* **Page excerpt**:

>> begin

Found your dog today tearjerker


  • Subject: SPDR: I Found Your Dog Today

    This should be read by all the people who abandon their dogs…though maybe they just don't care.

    No, he has not been adopted by anyone. Most of us who live out here own as many dogs as we want; those who do not own dogs do so because they choose not to. I know you hoped he would find a home when you left him out here, but he did not. When I first saw him he was far from the nearest house and he was alone, thirsty, thin and limping from an injury to his foot.

    How I wish I could have been you as I stood before him. To see his tail wag and his eyes brighten as he bounded into your arms, knowing you would find him, knowing you had not forgotten him. To see the forgiveness in his eyes for the suffering and pain he had known in his never-ending quest to find you? but I was not you. And despite all my persuasion, his eyes see a stranger. He did not trust. He would not come. He turned and continued his journey; one he was sure would bring him to you.

    He does not understand you are not looking for him. He only knows you are not there, he only knows he must find you. This is more important than food or water or the stranger who can give him these things. Persuasion and pursuit seemed futile.

    I did not even know his name. I drove home, filled a bucket with water and a bowl with food and returned to where we had met. I could see no sign of him, but I left my offering under the tree where he had sought shelter from the sun and a chance to rest.

    You see, he cannot survive on his own. When you domesticated him, you took away any instinct of living on his own. His purpose demands that he travel during the day. He doesn?t know that hunger, heat, and lack of water will claim his life. He only knows that he has to find you.

    I waited hoping he would return to the tree; hoping my gift would build an element of trust so I might bring him home, heal his injured paw, give him a cool place to lie and help him understand that the part of his life with you is now over. He did not return that morning and at dusk the water and food were still there, untouched. And I worried. You must understand that many people would not attempt to help your dog. Some would run him off, others would call Animal Control and the fate you thought you saved him from would be preempted by his suffering for days without food or water. I returned again before dark. I did not see him. I went again early the next morning only to find that the food and water still untouched. If only you were here to call his name. Your voice is so familiar to him.

    I began pursuit in the direction he had taken yesterday, doubt overshadowing my hope of finding him. His search for you was desperate; it could take him many miles in 24 hours. It is hours later and a good distance from where we first met, but I have found your dog.

    His thirst has stopped; it is no longer a torment to him. His hunger has disappeared, he no longer aches. The injuries on his paws bother him no more. Your dog has been set free from his burdens; you see, your dog has died. I kneel next to him and I curse you for not being here yesterday so I could see the glow, if just for a moment, in those now vacant eyes. I pray that his journey has taken him to that place I think you hoped he would find.

    If only you knew what he went through to reach it? and I agonize, for I know, that were he to awaken at this moment, and if I were to be you, his eyes would sparkle with recognition and his tail would wag with forgiveness.

>> end

* **Information shown**:
>> begin

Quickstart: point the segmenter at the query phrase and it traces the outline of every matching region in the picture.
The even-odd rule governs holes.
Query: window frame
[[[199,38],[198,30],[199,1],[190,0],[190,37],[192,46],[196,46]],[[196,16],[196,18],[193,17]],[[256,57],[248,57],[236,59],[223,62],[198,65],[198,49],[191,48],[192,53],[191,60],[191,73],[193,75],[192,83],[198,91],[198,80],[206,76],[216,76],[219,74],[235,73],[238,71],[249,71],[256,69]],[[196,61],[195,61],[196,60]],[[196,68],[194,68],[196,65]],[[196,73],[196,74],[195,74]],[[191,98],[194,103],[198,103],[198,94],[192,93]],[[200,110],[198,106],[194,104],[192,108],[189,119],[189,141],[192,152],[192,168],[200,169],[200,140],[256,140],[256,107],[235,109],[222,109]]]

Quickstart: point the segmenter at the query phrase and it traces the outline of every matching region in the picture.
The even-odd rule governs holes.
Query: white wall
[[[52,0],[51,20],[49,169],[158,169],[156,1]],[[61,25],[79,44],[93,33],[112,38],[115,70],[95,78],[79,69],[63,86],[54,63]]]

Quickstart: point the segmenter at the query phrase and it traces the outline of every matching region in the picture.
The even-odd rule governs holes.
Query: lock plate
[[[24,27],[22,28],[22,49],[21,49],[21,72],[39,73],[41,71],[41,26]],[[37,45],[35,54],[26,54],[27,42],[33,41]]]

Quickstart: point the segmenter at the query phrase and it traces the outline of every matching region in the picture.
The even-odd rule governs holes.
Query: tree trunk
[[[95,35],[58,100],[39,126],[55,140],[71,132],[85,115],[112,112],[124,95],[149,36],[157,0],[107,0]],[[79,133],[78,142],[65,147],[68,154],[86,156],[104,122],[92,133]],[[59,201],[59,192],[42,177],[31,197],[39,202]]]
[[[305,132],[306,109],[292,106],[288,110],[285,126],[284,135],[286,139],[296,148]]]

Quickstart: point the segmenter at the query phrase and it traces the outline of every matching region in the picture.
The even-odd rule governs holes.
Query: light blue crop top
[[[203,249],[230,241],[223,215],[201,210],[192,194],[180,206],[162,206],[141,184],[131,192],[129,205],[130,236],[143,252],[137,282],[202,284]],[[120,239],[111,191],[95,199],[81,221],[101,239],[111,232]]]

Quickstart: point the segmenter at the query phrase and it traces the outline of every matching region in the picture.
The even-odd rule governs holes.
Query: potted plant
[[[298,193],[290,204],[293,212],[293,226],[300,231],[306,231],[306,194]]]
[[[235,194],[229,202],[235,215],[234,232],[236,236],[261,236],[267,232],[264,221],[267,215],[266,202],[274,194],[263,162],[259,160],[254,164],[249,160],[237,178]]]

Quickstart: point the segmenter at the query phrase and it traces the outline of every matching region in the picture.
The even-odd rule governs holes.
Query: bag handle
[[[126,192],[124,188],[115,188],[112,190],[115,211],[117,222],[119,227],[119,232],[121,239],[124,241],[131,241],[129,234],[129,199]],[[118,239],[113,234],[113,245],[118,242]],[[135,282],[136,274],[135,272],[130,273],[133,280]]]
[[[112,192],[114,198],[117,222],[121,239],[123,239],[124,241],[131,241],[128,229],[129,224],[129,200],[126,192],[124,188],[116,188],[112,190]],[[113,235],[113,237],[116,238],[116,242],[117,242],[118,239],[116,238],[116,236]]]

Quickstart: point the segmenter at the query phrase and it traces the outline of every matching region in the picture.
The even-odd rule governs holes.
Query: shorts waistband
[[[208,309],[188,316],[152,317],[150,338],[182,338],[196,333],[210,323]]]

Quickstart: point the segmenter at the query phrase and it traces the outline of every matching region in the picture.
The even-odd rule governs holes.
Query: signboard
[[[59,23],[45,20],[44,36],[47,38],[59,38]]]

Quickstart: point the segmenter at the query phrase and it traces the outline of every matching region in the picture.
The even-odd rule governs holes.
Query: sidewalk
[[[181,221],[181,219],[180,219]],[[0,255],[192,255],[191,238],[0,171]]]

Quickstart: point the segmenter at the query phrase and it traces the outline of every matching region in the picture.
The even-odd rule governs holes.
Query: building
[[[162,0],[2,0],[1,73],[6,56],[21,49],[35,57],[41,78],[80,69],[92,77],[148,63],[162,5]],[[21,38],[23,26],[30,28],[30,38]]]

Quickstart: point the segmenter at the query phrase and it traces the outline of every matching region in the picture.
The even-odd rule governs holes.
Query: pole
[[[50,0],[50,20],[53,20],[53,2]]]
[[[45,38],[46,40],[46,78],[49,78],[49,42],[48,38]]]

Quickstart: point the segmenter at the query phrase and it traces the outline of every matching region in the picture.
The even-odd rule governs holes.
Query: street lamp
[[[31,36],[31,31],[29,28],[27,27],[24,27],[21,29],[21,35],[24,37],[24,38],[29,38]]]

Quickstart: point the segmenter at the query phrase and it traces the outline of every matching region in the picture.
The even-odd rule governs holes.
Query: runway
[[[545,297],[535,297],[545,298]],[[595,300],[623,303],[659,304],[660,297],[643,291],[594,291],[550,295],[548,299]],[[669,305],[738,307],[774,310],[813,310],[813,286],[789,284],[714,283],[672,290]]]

>> end

* **Tasks to perform**:
[a] In the dog story, where did the writer leave the water and food for the dog?
[b] In the dog story, repeat the part that opens with the words containing "He does not" and closes with "to find you.", substituting "pail" for "bucket".

* **The answers**:
[a] Under the tree where the dog had sought shelter from the sun and a chance to rest.

[b]
He does not understand you are not looking for him. He only knows you are not there, he only knows he must find you. This is more important than food or water or the stranger who can give him these things. Persuasion and pursuit seemed futile.

    I did not even know his name. I drove home, filled a pail with water and a bowl with food and returned to where we had met. I could see no sign of him, but I left my offering under the tree where he had sought shelter from the sun and a chance to rest.

    You see, he cannot survive on his own. When you domesticated him, you took away any instinct of living on his own. His purpose demands that he travel during the day. He doesn?t know that hunger, heat, and lack of water will claim his life. He only knows that he has to find you.